Task goal: Find every line below that contains the word "grass" and copy it out.

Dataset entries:
++++++++++++++++++++
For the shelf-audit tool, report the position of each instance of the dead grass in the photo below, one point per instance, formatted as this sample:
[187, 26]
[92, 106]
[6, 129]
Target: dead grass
++++++++++++++++++++
Result for this task:
For the shelf-audit tool, report the position of each instance of the dead grass in the photo below, one point per instance, formatted as this sample:
Target: dead grass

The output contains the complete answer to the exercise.